Task description.
Transcribe, exactly as they appear, only the lines from the one holding "Study the photo above. For every instance of the tree, where" through the end of the entries below.

───── Material for the task ─────

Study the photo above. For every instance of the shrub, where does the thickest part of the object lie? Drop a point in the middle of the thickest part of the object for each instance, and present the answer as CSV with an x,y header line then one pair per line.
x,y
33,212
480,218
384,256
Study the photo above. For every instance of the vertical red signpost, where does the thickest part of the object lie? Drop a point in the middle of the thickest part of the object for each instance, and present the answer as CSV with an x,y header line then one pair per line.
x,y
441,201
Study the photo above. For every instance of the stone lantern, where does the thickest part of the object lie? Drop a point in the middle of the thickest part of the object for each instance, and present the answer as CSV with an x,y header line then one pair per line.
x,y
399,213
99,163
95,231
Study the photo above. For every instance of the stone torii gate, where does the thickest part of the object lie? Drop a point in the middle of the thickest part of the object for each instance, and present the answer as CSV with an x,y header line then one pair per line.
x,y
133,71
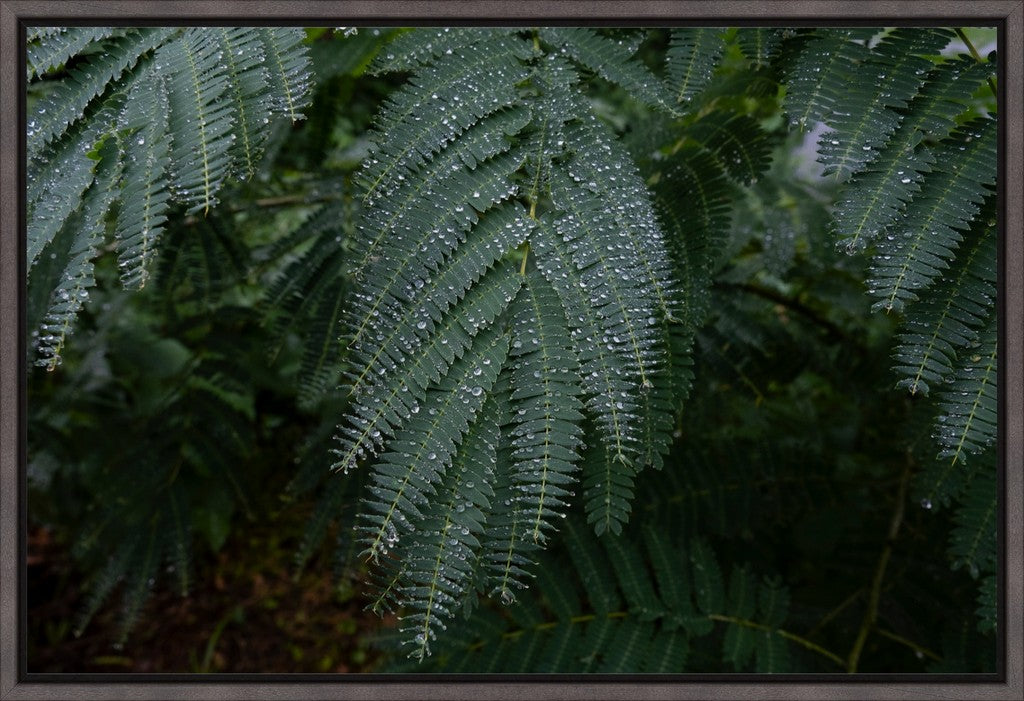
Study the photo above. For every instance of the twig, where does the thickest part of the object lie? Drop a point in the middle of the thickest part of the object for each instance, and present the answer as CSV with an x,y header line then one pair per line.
x,y
834,331
920,649
977,57
871,614
814,647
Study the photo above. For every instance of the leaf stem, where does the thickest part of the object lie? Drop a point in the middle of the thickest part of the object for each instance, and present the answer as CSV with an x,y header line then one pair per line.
x,y
814,647
977,57
871,614
920,649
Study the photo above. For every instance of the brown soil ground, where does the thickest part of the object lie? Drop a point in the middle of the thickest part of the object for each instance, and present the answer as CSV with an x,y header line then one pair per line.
x,y
246,613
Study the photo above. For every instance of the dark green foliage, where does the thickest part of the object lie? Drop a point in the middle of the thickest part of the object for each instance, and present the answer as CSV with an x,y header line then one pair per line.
x,y
568,255
629,622
921,245
691,58
180,106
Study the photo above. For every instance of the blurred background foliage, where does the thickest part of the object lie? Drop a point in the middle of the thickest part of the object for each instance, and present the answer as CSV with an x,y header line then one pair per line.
x,y
182,517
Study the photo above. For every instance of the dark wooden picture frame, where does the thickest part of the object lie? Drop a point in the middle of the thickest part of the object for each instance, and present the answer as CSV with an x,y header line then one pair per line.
x,y
16,683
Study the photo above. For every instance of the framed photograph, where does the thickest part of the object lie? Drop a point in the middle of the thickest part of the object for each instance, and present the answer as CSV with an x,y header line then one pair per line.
x,y
486,350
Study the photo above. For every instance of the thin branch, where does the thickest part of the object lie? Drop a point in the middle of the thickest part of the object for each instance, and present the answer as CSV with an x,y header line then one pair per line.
x,y
814,647
807,312
977,57
920,649
875,596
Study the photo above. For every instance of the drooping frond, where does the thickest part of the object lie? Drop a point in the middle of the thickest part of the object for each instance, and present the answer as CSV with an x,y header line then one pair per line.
x,y
629,622
940,327
589,304
144,196
53,195
920,246
967,422
737,143
973,540
50,47
612,60
817,81
437,560
878,194
186,107
250,93
378,411
198,79
545,434
693,54
288,67
760,44
456,91
421,453
414,49
78,243
884,83
67,102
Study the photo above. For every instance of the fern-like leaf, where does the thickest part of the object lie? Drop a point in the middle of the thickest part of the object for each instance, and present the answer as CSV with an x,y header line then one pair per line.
x,y
939,327
918,248
545,433
50,48
197,81
69,99
968,420
144,196
692,56
287,63
421,453
885,82
613,61
879,193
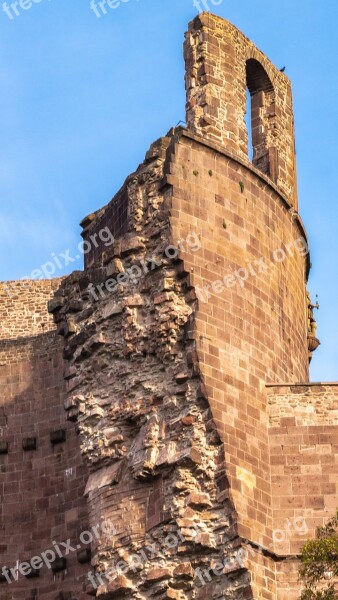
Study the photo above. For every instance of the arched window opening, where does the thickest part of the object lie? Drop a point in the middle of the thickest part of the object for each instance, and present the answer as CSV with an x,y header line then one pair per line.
x,y
248,123
260,115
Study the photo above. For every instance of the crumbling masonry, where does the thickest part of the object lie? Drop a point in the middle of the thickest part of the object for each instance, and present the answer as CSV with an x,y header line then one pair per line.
x,y
191,423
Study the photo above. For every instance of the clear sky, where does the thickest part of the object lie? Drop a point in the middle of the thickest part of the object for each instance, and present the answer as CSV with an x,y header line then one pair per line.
x,y
83,97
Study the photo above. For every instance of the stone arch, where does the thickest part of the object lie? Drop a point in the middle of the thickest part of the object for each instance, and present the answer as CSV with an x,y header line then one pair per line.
x,y
263,118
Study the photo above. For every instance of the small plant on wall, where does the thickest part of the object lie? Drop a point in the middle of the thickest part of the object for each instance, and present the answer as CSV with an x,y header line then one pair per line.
x,y
319,569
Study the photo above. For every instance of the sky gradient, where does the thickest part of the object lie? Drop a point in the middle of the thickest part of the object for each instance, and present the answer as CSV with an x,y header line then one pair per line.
x,y
82,98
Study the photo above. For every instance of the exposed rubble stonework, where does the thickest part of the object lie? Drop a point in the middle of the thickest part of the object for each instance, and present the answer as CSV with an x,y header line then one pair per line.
x,y
209,457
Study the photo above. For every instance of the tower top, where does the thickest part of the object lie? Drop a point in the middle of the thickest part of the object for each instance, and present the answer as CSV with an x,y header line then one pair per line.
x,y
223,69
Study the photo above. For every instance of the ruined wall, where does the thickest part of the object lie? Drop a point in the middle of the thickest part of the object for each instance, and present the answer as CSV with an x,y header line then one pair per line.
x,y
41,483
175,341
250,329
145,424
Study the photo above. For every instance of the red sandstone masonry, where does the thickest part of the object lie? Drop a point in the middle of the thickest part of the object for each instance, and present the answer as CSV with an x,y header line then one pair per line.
x,y
41,490
178,402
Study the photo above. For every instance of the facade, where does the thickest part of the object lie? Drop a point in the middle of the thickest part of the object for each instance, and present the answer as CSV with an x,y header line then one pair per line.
x,y
194,452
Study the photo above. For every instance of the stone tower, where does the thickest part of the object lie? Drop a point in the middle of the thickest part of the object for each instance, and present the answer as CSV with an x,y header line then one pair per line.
x,y
209,458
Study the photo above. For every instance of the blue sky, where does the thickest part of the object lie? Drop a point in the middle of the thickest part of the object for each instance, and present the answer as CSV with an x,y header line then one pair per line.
x,y
82,98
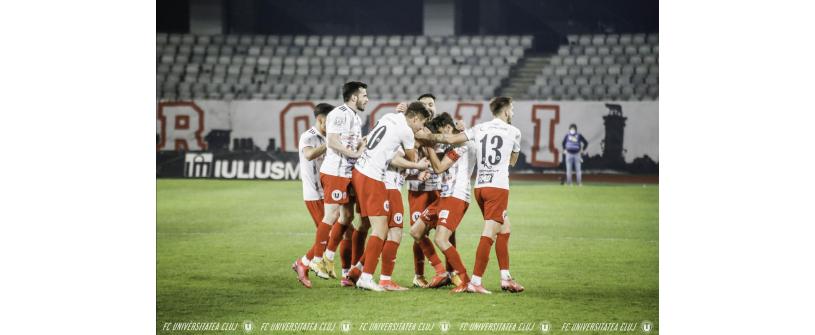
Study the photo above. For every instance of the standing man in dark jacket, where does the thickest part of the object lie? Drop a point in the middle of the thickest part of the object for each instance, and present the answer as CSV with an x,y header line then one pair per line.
x,y
573,146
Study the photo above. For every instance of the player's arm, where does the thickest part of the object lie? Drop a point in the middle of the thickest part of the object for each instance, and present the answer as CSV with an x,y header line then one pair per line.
x,y
312,153
400,161
439,166
426,135
333,142
516,148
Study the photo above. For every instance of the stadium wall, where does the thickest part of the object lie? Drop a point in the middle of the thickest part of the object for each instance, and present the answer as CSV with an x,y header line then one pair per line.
x,y
632,127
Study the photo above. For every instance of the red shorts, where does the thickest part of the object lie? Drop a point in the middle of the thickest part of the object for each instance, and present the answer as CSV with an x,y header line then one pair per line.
x,y
493,203
450,212
430,214
372,195
335,189
397,209
418,201
316,209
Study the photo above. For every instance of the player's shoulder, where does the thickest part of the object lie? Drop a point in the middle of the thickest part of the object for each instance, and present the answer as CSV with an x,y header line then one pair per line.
x,y
341,109
514,129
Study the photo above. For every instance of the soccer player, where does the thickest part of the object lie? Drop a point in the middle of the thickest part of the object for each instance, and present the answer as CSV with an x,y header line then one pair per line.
x,y
446,213
391,132
423,191
497,145
345,145
312,150
394,179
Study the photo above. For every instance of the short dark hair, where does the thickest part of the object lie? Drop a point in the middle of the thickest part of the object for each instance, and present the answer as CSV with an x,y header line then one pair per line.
x,y
417,108
438,122
322,109
498,104
427,95
350,88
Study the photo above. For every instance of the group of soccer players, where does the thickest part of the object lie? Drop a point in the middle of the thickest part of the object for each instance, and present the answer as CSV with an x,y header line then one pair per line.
x,y
344,172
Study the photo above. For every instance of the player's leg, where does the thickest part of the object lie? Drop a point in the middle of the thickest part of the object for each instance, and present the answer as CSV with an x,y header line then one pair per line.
x,y
419,232
502,253
493,204
389,260
345,255
482,255
301,265
394,238
373,249
337,234
442,239
577,168
416,204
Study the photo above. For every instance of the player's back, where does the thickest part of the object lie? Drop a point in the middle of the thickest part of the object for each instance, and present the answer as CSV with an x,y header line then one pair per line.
x,y
346,122
495,141
389,134
309,169
456,180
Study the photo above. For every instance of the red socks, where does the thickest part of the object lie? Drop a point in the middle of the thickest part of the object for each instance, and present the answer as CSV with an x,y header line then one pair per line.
x,y
502,251
389,257
482,256
455,260
322,239
372,252
345,251
418,259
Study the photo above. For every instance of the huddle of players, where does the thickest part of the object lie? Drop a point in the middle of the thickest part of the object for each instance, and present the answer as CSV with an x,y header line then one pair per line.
x,y
370,171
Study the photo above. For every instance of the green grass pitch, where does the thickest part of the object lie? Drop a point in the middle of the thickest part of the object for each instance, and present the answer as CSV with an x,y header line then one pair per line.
x,y
584,254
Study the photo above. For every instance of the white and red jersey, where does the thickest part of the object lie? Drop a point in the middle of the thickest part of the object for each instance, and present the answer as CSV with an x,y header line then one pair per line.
x,y
433,183
310,169
344,121
494,141
389,134
455,182
394,177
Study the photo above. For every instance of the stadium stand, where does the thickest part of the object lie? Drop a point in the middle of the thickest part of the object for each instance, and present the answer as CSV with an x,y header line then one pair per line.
x,y
594,67
586,67
315,67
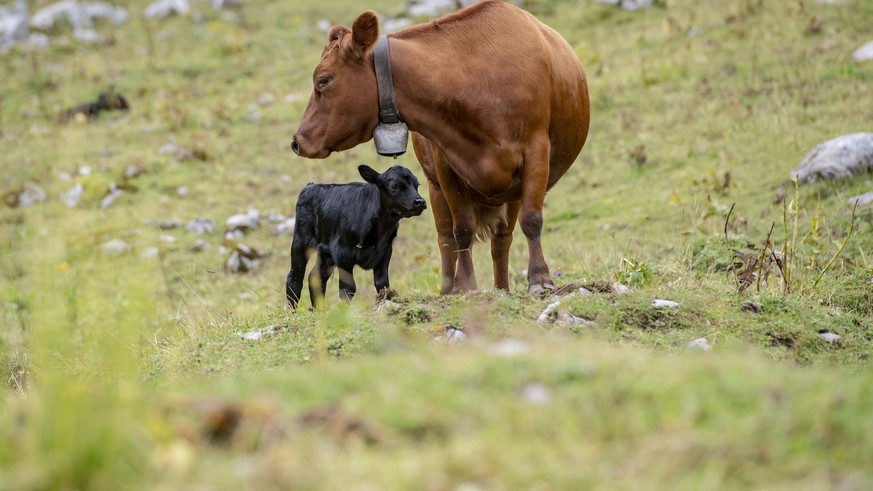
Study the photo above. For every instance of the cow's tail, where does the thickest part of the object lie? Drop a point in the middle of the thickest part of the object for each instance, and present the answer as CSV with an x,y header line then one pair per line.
x,y
488,218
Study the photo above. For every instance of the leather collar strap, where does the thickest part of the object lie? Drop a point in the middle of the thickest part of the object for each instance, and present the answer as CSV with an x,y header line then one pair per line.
x,y
385,82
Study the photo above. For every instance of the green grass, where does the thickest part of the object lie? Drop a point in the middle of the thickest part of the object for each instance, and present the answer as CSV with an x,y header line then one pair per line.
x,y
127,372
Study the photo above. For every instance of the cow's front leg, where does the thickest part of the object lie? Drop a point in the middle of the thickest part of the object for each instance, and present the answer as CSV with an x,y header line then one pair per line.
x,y
318,280
530,218
500,245
442,217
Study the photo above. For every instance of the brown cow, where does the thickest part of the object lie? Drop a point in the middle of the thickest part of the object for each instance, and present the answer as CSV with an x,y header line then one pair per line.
x,y
499,105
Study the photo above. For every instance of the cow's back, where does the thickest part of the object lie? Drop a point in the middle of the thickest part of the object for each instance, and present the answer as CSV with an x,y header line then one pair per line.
x,y
522,75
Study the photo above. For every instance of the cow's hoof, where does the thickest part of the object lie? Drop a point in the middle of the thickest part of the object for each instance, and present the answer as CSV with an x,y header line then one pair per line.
x,y
539,288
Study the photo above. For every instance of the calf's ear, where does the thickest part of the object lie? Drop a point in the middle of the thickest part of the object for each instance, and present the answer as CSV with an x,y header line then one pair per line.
x,y
365,31
369,174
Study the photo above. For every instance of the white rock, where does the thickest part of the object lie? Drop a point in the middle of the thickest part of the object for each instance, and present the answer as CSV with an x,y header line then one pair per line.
x,y
78,14
839,158
547,312
620,289
13,25
536,393
864,53
30,195
200,226
87,35
455,335
285,228
115,247
244,222
109,199
861,199
71,196
199,245
829,336
699,344
510,348
164,8
150,253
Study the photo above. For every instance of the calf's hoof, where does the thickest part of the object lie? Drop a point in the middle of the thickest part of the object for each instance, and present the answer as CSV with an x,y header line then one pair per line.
x,y
536,288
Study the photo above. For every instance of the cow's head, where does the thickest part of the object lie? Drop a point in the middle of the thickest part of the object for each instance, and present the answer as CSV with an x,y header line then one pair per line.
x,y
398,188
344,106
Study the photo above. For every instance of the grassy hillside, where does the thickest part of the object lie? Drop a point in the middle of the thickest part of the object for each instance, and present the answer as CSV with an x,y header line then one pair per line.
x,y
128,370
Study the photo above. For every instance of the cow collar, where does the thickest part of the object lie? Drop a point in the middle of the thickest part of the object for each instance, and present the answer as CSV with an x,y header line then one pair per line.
x,y
391,133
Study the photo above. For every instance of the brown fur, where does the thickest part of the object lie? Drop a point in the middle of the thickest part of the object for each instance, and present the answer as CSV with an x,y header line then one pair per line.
x,y
498,103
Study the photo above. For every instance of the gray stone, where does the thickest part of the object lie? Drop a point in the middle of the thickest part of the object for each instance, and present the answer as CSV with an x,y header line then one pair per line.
x,y
839,158
861,199
864,53
630,5
536,393
750,306
699,344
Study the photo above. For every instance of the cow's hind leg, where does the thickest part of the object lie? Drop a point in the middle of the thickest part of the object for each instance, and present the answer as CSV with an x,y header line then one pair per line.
x,y
501,242
530,218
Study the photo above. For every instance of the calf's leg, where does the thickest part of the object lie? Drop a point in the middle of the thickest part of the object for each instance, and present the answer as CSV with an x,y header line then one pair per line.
x,y
294,281
380,272
318,280
347,281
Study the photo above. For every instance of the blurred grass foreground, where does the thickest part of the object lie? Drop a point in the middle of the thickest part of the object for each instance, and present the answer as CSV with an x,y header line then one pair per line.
x,y
144,338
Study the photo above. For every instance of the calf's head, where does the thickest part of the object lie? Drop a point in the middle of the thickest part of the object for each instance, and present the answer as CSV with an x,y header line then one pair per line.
x,y
343,109
398,188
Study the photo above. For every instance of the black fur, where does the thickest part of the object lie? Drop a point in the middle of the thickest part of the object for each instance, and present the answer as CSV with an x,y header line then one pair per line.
x,y
106,101
348,225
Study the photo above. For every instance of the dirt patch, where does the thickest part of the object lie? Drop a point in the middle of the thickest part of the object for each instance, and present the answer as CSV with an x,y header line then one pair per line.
x,y
652,319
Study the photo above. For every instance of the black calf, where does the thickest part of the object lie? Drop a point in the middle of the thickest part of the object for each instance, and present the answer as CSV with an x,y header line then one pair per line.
x,y
350,225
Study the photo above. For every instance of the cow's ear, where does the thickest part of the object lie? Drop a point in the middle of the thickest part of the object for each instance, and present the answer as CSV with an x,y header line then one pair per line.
x,y
369,174
336,33
365,31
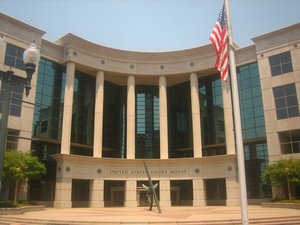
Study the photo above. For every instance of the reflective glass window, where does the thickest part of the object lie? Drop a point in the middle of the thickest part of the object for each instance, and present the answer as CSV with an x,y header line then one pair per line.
x,y
49,100
252,114
114,120
286,101
180,121
281,63
14,57
147,122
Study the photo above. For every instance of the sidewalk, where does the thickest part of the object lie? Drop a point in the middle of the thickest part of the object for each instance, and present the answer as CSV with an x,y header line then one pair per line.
x,y
171,215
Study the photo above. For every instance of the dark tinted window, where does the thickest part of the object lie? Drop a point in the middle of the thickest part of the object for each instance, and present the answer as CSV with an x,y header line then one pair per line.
x,y
281,63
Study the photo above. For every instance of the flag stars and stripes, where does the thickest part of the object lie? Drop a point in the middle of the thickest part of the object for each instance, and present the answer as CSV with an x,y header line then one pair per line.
x,y
219,39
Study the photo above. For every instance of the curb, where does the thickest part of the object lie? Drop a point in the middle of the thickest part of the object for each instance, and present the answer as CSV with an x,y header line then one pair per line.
x,y
281,205
21,210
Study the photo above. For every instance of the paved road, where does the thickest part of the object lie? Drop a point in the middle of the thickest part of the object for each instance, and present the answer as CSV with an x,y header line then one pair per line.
x,y
172,215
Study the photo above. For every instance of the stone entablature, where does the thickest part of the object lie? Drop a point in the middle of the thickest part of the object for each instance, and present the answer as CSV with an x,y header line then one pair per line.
x,y
83,167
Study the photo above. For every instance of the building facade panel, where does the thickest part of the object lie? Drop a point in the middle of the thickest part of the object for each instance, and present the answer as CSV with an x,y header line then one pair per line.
x,y
99,113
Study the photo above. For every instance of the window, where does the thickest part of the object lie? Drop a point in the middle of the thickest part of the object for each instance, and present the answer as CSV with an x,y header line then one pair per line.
x,y
281,63
290,142
16,99
14,57
44,126
286,102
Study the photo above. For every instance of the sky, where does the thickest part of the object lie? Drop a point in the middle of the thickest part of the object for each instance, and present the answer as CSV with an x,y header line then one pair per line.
x,y
151,25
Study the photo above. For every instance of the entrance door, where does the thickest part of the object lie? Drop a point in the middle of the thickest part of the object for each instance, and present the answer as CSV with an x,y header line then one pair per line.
x,y
114,193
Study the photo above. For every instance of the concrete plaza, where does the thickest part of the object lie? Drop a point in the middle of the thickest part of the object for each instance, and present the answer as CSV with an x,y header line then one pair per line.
x,y
175,215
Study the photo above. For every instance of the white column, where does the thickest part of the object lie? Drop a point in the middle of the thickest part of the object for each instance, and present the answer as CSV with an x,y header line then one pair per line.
x,y
165,193
232,191
131,117
198,192
196,115
98,124
63,193
67,113
130,194
228,117
163,118
97,193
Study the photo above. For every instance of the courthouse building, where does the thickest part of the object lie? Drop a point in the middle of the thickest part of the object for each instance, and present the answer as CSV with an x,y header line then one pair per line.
x,y
95,114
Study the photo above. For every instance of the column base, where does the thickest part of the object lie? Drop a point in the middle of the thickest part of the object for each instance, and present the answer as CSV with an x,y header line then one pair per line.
x,y
199,203
165,203
96,204
233,202
62,204
131,204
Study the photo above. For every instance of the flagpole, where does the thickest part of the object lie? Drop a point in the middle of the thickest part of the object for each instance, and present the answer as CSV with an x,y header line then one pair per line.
x,y
237,121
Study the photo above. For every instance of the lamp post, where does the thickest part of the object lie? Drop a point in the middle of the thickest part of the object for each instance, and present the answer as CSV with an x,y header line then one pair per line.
x,y
288,182
31,58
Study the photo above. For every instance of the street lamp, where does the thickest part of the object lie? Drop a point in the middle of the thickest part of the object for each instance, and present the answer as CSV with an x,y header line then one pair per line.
x,y
31,59
288,182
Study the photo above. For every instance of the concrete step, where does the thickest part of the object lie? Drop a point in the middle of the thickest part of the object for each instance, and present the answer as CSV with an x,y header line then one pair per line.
x,y
10,220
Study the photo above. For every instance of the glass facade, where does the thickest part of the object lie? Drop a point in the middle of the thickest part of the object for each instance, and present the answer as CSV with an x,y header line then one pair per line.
x,y
180,121
14,57
147,122
114,120
83,114
16,99
290,142
49,100
253,128
281,63
47,124
251,106
212,115
286,101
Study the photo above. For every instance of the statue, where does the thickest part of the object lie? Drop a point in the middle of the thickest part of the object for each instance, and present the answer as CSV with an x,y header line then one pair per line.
x,y
151,189
150,194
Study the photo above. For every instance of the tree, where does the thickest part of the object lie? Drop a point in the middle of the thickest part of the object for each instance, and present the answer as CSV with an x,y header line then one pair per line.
x,y
285,171
19,167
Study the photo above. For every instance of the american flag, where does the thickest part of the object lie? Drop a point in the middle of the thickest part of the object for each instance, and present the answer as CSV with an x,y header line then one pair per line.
x,y
219,39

─────

Solution for this problem.
Study the photo above. For every instance of the tree, where does the thickest part of the object lie? Drop a point in the middle of the thickest part of the object for each instance, and present the answer as CSV with an x,y header line then one pair per line.
x,y
285,171
19,167
Study the photo above. For every instance of the american flag, where does the thickest part of the object lie? Drop a point in the middle of the thickest part of the object for each instance, and present the answer as CSV with an x,y header line then one pair per line.
x,y
219,39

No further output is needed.